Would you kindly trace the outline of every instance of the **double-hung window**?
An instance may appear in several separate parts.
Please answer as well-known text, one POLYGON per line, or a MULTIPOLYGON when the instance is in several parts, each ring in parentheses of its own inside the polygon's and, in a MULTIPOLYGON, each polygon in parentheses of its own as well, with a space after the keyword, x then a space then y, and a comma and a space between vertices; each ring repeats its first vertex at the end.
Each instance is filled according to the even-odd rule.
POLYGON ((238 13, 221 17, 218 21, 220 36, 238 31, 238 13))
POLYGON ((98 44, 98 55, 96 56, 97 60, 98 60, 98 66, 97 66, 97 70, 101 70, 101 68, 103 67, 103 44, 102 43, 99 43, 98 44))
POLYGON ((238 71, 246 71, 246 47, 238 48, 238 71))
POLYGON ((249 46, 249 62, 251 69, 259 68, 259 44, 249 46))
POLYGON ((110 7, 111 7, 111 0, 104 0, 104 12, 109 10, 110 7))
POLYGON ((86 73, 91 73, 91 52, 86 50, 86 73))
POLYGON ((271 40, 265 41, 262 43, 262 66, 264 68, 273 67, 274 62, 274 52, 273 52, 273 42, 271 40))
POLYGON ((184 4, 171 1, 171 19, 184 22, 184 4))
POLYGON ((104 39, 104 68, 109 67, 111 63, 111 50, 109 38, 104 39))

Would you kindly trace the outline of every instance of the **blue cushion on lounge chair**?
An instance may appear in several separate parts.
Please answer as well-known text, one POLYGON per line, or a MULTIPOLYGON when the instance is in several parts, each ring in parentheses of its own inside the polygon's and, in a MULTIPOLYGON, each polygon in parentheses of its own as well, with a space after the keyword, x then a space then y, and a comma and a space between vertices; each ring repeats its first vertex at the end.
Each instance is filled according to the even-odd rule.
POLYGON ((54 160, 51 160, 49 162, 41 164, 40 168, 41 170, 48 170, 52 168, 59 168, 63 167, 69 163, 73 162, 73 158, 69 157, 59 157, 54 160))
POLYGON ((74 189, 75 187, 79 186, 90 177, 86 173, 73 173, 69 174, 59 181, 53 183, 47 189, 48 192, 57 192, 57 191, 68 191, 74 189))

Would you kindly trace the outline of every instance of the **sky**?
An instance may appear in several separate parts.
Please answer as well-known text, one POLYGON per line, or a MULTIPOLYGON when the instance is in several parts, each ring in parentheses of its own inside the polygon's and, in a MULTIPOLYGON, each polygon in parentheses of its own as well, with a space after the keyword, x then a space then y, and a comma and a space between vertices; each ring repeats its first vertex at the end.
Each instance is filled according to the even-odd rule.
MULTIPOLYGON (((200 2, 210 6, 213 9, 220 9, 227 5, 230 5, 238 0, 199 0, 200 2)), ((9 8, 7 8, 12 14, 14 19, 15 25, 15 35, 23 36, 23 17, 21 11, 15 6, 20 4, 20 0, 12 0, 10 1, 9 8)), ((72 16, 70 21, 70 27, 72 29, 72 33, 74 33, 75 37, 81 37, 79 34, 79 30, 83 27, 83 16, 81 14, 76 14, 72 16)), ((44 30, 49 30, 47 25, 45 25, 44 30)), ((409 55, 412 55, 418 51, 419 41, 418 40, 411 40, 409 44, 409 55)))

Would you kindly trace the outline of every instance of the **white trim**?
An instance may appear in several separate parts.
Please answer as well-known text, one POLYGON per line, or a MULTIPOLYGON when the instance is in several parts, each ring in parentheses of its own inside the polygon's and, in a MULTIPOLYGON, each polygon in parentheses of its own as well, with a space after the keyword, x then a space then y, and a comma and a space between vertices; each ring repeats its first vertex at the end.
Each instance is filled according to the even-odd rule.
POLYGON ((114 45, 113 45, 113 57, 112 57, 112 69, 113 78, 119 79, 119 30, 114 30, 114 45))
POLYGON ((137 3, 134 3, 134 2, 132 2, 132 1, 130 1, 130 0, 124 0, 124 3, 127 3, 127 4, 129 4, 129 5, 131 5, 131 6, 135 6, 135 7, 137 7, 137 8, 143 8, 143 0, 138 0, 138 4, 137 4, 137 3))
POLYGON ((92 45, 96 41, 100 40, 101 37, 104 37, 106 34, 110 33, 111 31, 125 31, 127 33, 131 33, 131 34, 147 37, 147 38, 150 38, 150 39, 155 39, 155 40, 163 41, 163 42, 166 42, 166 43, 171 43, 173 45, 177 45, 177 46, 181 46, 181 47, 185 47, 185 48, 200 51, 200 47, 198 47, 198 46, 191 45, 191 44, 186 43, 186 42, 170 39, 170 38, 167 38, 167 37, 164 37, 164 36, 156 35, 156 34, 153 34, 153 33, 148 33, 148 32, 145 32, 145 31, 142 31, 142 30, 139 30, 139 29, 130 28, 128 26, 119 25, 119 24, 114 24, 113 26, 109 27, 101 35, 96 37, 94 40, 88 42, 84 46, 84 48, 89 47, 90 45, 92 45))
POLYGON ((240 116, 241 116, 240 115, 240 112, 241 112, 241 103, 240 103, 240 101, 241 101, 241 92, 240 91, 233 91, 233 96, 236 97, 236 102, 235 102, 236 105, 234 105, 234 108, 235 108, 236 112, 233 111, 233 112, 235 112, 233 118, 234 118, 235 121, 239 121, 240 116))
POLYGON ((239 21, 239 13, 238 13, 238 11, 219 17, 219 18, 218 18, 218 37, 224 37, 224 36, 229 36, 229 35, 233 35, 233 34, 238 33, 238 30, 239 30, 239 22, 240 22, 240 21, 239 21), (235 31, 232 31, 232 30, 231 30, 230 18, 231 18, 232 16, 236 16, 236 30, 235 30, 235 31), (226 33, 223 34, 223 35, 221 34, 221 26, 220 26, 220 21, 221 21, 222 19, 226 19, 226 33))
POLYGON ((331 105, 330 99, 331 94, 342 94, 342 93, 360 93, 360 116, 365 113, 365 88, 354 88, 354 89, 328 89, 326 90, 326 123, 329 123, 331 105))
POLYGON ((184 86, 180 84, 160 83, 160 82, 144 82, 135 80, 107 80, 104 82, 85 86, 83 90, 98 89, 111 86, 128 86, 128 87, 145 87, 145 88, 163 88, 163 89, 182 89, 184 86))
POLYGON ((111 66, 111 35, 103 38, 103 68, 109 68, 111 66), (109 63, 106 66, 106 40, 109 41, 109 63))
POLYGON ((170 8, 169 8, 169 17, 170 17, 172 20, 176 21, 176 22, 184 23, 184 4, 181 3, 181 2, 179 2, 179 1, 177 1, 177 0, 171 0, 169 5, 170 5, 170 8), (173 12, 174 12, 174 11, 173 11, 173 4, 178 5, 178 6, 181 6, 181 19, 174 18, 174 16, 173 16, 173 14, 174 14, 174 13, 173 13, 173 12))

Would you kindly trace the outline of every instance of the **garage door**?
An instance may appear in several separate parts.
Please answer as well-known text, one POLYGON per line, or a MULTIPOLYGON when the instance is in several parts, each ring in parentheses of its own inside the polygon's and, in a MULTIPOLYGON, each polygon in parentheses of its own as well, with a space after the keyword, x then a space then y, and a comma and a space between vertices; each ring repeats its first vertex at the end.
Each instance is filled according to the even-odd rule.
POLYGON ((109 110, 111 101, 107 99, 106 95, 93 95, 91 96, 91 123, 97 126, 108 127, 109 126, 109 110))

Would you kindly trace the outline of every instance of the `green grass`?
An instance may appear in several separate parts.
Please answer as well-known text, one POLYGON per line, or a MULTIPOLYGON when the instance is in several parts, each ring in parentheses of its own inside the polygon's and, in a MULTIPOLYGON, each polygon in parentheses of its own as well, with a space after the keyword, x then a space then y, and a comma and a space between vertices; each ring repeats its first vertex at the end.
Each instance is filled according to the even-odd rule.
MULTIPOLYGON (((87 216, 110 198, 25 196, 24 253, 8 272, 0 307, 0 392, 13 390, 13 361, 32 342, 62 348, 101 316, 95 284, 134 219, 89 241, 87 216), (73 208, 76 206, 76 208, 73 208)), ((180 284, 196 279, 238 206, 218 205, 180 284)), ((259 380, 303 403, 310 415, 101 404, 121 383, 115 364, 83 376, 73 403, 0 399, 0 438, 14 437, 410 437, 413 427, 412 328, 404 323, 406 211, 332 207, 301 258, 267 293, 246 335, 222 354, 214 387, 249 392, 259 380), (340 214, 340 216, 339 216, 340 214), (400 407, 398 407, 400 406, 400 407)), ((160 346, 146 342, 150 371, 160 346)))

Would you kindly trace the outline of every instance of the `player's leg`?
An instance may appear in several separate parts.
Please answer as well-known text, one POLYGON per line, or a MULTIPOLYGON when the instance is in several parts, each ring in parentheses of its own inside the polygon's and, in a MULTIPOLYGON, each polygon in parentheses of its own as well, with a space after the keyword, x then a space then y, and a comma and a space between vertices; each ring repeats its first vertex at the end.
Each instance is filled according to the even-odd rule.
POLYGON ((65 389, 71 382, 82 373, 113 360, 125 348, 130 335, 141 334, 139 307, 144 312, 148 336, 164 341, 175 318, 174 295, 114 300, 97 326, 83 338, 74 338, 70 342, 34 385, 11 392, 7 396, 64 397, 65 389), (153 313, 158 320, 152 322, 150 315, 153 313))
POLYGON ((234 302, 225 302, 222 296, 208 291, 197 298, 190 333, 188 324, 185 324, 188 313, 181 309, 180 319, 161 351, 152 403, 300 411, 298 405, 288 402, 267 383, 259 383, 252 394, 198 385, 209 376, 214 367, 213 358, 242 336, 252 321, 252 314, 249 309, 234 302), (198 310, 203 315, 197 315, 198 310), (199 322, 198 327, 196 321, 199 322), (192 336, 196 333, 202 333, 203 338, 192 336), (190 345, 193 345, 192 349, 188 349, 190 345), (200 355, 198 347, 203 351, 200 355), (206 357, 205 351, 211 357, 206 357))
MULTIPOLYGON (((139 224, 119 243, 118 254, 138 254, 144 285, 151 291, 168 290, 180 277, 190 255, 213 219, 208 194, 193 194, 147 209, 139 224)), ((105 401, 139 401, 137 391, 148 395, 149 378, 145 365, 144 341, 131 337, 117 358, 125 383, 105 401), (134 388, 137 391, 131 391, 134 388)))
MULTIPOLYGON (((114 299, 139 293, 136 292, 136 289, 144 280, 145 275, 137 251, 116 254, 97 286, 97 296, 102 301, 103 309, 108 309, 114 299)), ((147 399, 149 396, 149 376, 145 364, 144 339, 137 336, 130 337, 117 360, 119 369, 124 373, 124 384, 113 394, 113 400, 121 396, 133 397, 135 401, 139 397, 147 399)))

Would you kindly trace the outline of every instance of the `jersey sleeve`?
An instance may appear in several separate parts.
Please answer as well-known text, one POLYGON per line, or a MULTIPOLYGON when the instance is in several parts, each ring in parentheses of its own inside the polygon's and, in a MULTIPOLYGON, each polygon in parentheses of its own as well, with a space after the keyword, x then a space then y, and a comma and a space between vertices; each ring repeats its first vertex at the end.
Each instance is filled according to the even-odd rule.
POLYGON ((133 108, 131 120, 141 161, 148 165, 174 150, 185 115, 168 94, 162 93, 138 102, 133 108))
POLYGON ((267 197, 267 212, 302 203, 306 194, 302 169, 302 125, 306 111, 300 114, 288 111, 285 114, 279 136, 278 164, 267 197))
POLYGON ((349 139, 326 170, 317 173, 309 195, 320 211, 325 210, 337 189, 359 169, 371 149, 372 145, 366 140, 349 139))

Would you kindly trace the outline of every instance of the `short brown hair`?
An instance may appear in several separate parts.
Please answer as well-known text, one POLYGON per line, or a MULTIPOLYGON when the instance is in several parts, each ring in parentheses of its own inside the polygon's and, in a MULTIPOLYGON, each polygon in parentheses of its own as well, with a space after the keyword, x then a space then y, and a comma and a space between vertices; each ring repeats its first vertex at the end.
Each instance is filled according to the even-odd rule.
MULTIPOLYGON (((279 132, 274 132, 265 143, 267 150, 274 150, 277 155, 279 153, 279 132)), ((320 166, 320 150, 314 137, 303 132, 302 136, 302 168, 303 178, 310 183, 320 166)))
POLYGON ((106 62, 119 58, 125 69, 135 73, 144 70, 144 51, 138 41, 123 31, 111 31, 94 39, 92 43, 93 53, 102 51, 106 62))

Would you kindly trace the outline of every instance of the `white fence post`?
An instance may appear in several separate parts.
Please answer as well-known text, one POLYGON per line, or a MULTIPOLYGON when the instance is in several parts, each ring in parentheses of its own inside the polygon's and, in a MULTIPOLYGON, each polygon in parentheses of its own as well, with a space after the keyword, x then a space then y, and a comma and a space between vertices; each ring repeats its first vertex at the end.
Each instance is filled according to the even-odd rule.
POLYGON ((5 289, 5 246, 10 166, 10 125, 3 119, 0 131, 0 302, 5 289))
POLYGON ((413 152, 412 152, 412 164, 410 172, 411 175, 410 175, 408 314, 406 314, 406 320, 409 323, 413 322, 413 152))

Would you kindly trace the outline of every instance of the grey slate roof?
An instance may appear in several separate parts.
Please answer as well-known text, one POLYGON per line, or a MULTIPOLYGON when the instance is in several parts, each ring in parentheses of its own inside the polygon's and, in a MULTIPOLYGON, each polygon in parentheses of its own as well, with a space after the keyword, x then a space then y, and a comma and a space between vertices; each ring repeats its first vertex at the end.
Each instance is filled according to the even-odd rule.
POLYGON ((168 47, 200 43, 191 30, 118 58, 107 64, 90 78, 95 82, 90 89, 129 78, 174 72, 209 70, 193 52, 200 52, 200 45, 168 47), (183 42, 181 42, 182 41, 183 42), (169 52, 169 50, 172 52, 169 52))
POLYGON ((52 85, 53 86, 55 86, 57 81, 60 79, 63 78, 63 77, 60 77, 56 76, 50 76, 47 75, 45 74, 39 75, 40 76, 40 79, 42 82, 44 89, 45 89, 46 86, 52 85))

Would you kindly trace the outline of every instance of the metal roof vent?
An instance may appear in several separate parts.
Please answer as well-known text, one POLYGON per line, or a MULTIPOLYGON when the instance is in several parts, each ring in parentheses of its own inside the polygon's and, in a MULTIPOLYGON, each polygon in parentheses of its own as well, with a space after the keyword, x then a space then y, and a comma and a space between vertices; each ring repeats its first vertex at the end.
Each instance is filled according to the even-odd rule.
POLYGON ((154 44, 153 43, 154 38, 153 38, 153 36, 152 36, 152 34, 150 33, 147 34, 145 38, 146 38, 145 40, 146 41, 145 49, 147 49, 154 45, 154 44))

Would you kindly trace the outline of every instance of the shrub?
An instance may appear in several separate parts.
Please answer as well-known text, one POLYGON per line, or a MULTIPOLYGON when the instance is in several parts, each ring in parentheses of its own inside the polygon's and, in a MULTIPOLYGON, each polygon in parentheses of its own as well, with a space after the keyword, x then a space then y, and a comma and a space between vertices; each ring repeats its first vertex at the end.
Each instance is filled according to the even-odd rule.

- - - - -

Set out everything from the line containing "of the shrub?" down to the final line above as a numbered list, leaving out any blank lines.

1. Would you kindly trace the outline of every instance of the shrub?
2. An instance may appear in several separate parts.
3. Please answer as well-known text, one POLYGON per line, or a MULTIPOLYGON when the instance is in several parts, each ring in parentheses of its own inside the polygon's and, in a MULTIPOLYGON, each polygon in parentheses of its own as well, with a space after the keyword, x then a space then y, and a comma and a space between vertices; each ring repeats its first vertex at the end.
4. Each instance is filled according to the even-odd rule.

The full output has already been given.